== Records for this task ==

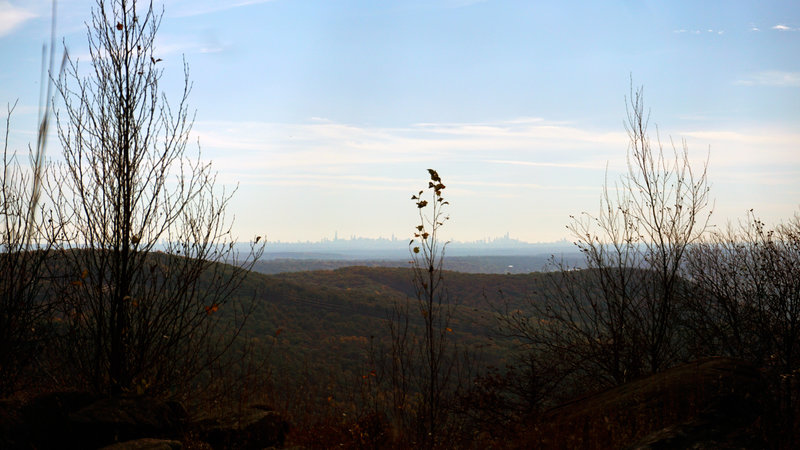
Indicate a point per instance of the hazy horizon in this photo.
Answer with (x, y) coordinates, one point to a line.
(327, 114)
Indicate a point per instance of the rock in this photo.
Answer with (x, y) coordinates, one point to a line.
(112, 420)
(146, 444)
(703, 404)
(253, 428)
(42, 422)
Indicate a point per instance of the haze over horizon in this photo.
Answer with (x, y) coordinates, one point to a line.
(327, 114)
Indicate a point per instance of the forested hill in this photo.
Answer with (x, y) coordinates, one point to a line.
(322, 322)
(500, 264)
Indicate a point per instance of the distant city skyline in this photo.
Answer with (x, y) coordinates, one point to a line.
(327, 114)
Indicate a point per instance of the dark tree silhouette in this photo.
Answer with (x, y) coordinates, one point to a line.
(620, 317)
(147, 226)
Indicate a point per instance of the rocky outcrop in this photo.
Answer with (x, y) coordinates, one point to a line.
(80, 420)
(252, 428)
(146, 444)
(116, 419)
(703, 404)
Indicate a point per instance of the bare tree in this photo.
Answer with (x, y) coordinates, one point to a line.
(425, 360)
(618, 318)
(147, 226)
(747, 293)
(26, 243)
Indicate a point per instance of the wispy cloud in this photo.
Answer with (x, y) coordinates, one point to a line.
(321, 143)
(11, 17)
(184, 8)
(776, 78)
(709, 30)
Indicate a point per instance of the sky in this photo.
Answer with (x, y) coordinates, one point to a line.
(326, 114)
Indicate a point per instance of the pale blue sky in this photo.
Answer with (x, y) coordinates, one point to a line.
(327, 113)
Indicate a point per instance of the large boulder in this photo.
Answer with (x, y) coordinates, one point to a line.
(702, 404)
(249, 429)
(146, 444)
(119, 419)
(40, 422)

===

The problem.
Report every line in the data that holds "horizon", copying each one.

Output for this exercise.
Indicate a point per instance of the hazy horizon in this photo.
Indicate a point per instance of the haze over horizon in this photo.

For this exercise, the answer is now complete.